-- TRY IT --
Return every record below exactly as written.

[Saved data entries]
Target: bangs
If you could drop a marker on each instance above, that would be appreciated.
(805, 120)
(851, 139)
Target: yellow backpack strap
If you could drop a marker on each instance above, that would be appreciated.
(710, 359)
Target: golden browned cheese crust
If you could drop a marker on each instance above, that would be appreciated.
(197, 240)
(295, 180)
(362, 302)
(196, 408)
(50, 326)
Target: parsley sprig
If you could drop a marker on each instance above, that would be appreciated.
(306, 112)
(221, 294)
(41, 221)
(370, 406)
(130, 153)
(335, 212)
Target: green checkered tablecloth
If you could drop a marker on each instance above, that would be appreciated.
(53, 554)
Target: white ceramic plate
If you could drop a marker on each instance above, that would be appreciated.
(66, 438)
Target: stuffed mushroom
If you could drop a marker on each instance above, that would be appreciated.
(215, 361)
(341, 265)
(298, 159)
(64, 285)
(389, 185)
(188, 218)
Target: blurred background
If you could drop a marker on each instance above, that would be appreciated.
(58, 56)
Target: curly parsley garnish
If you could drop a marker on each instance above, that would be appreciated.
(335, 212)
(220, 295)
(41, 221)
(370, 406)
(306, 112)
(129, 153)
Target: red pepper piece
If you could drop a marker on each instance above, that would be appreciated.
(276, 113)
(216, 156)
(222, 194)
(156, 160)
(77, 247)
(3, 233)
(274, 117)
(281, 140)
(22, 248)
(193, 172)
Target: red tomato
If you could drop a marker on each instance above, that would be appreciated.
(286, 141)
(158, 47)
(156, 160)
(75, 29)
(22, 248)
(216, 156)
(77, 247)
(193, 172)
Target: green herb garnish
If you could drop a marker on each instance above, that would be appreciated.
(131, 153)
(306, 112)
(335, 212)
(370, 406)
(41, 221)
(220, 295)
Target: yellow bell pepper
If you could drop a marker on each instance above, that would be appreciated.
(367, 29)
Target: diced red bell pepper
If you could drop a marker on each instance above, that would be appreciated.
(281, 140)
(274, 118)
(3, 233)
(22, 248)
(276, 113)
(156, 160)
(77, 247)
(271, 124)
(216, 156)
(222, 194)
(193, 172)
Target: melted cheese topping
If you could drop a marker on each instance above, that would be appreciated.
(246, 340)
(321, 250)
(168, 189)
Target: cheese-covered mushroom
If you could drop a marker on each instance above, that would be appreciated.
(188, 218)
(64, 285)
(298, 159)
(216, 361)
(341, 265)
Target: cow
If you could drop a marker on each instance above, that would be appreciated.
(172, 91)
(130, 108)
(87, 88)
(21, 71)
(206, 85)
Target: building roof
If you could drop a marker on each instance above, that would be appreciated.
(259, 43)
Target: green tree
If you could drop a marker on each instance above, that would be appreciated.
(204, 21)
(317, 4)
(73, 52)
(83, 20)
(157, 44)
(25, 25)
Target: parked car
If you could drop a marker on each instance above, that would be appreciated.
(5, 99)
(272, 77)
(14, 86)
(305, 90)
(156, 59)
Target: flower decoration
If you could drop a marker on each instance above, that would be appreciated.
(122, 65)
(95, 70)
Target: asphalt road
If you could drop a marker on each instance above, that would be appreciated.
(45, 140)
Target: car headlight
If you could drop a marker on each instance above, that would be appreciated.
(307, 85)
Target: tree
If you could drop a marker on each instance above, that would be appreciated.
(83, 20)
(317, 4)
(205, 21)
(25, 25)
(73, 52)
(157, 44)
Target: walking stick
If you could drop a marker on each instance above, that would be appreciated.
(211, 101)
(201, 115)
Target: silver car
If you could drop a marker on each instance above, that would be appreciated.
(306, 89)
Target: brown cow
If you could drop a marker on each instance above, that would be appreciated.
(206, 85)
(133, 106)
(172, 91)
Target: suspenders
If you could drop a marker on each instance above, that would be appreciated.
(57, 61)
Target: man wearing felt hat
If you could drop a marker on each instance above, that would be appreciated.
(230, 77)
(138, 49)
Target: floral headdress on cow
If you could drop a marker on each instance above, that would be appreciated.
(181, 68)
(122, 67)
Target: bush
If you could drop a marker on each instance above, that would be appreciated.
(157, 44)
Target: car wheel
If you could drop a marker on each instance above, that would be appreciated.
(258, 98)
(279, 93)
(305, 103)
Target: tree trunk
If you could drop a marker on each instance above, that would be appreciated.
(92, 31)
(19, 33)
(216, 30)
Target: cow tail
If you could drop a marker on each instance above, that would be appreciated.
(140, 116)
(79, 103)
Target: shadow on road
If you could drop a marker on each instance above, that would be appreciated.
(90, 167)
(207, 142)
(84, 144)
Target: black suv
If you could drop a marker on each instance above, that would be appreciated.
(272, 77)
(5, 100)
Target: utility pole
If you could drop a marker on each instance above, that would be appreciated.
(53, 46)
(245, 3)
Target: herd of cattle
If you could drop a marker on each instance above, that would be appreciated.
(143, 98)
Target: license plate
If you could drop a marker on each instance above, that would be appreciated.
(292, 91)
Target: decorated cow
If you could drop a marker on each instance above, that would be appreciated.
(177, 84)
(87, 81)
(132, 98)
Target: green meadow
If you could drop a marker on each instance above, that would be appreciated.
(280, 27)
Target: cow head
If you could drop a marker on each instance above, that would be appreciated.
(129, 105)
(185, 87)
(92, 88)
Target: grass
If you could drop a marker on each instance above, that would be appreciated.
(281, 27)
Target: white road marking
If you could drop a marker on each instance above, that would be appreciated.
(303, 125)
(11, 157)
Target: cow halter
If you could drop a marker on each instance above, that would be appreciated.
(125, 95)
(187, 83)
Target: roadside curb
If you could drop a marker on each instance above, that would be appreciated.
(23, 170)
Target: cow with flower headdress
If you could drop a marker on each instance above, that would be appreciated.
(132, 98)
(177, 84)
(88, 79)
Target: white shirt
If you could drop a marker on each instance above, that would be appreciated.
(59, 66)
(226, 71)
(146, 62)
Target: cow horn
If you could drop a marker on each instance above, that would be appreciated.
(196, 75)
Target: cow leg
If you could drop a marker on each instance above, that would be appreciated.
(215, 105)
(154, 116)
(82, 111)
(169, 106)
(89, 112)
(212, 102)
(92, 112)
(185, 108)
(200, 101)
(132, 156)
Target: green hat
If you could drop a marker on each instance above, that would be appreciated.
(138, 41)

-- ANSWER SECTION --
Target: bangs
If you could drop a marker on each instance above, that would be appreciated.
(805, 120)
(851, 139)
Target: yellow backpack strap
If you could drop a marker on each instance above, that would be appreciated.
(710, 359)
Target: golden browned cheese crust
If you could drop a marker on each instance above, that would be appreciated.
(197, 240)
(295, 180)
(362, 302)
(196, 408)
(50, 326)
Target: parsley sprig
If you could drop a marker on each instance above, that would be appreciated.
(306, 112)
(221, 294)
(41, 221)
(370, 406)
(130, 153)
(335, 212)
Target: green checkered tablecloth
If you could drop a marker on each instance above, that would be appreciated.
(53, 554)
Target: white ceramic plate
If you could drop a marker on each instance above, that would be appreciated.
(66, 438)
Target: stuffed mushroom
If you could drop a marker on each instance above, that would be appreciated.
(215, 361)
(341, 265)
(298, 159)
(64, 285)
(389, 185)
(188, 218)
Target: blurred background
If you could drop a marker on each instance above, that would be appreciated.
(58, 56)
Target: curly parsley garnish
If you could drop a marker on each instance above, that would be appreciated.
(335, 212)
(220, 295)
(41, 221)
(370, 406)
(306, 112)
(129, 153)
Target: red pepper piece
If you could drop a marker on each instance above, that would be appreciated.
(276, 113)
(216, 156)
(222, 194)
(156, 160)
(77, 247)
(3, 233)
(274, 117)
(281, 140)
(22, 248)
(193, 172)
Target: red tomato
If you could drop a marker on each instance above, that would be appreciated.
(286, 141)
(158, 47)
(156, 160)
(75, 29)
(22, 248)
(216, 156)
(77, 247)
(193, 172)
Target: green herb garnish
If you could drop a marker on each instance above, that would be appreciated.
(131, 153)
(306, 112)
(335, 212)
(370, 406)
(41, 221)
(220, 295)
Target: yellow bell pepper
If you could drop a marker on each instance above, that would be appreciated.
(367, 29)
Target: diced red bell pepper
If you could drop a marker on each instance above, that would be appreciated.
(281, 140)
(274, 118)
(3, 233)
(22, 248)
(276, 113)
(156, 160)
(77, 247)
(271, 124)
(216, 156)
(222, 194)
(193, 172)
Target: melted cheese topping
If you could drop a marker on each instance above, that would be appreciated.
(246, 340)
(321, 250)
(168, 189)
Target: cheese-covered mushroom
If you could drop a marker on each instance above, that would be appreciated.
(188, 218)
(64, 285)
(298, 159)
(216, 361)
(341, 265)
Target: cow
If you could drop a marker on each instance above, that would be appreciated.
(172, 91)
(130, 108)
(87, 88)
(21, 71)
(206, 85)
Target: building roof
If you could drop a marker on each instance above, that would be appreciated.
(259, 43)
Target: green tree
If you could drop a marker on each instance above, that would be appreciated.
(204, 21)
(317, 4)
(73, 52)
(83, 20)
(157, 44)
(25, 25)
Target: parked car
If you could drop a marker on each instance above, that would be appreciated.
(5, 99)
(272, 77)
(14, 86)
(305, 90)
(156, 59)
Target: flower decoration
If you could drop a marker on each instance above, that would be appreciated.
(122, 65)
(95, 70)
Target: asphalt road
If you could drop a marker on each instance above, that would be appreciated.
(45, 140)
Target: car headlight
If you could drop a marker on each instance above, that would be appreciated.
(307, 85)
Target: tree
If you could drop a marker on each instance above, that would be appreciated.
(83, 20)
(317, 4)
(205, 21)
(25, 25)
(73, 52)
(157, 44)
Target: walking stick
If you could drop a marker on each instance above, that would be appreciated.
(211, 101)
(201, 115)
Target: silver car
If you could drop a marker on each instance above, that would be appreciated.
(306, 89)
Target: brown cow
If you could drop a marker on each instance above, that would be appreciated.
(206, 85)
(133, 106)
(172, 91)
Target: suspenders
If you could drop a marker on each instance above, that would be appreciated.
(57, 61)
Target: man wearing felt hat
If you could drop a marker on each instance above, that would be appreciated.
(230, 77)
(138, 49)
Target: floral headdress on cow
If you could drop a marker on each instance above, that would be appreciated.
(181, 68)
(122, 67)
Target: bush
If you could drop a marker on each instance above, that would be appreciated.
(157, 44)
Target: car wheel
If you could drop a marker on each instance above, that would be appreciated.
(258, 98)
(279, 93)
(305, 103)
Target: tree trunk
If you could drop a marker on each instance above, that would be appreciated.
(92, 31)
(19, 33)
(216, 30)
Target: cow tail
If you could drop a marker on each instance above, that would be appreciated.
(140, 116)
(79, 103)
Target: shadow on road
If you could drop a marker on each instance above, that would be appreciated.
(90, 167)
(207, 142)
(84, 144)
Target: black suv
If you could drop a marker on each instance above, that would be appreciated.
(272, 77)
(5, 100)
Target: utility pole
If you could drop a marker on each instance above, that would be appreciated.
(53, 46)
(245, 3)
Target: herd of cattle
If you could drop a marker on each instance above, that would be appreciated.
(143, 98)
Target: license plate
If you could drop a marker on each instance above, that would be appreciated.
(292, 91)
Target: decorated cow
If you could drop a marker on each instance above, that would be appreciated.
(177, 84)
(87, 81)
(132, 98)
Target: green meadow
If you could drop a marker on each instance above, that would be appreciated.
(280, 27)
Target: cow head
If you could drop a marker on each instance above, that would be appreciated.
(129, 105)
(185, 87)
(92, 88)
Target: grass
If you could drop a marker on each instance above, that would be appreciated.
(281, 27)
Target: white road marking
If you could drop a marker on each instance above, that would be appreciated.
(303, 125)
(11, 157)
Target: cow halter
If you could drop a marker on each instance above, that would be appreciated.
(125, 95)
(187, 83)
Target: roadside curb
If you could drop a marker on each instance above, that would be appreciated.
(23, 170)
Target: cow with flower headdress
If you could drop a marker on each instance above, that would be appreciated.
(132, 98)
(177, 84)
(88, 79)
Target: white shirt
If you could drop a marker on each instance above, that would be appreciated.
(59, 66)
(226, 71)
(146, 62)
Target: cow horn
If you could drop a marker on each instance above, that would be appreciated.
(196, 75)
Target: cow leg
If you could drop a marker on each instance above, that would be appreciated.
(215, 105)
(154, 116)
(82, 111)
(169, 106)
(89, 112)
(212, 102)
(92, 112)
(185, 108)
(200, 101)
(132, 156)
Target: green hat
If you could drop a marker on each instance above, that would be appreciated.
(138, 41)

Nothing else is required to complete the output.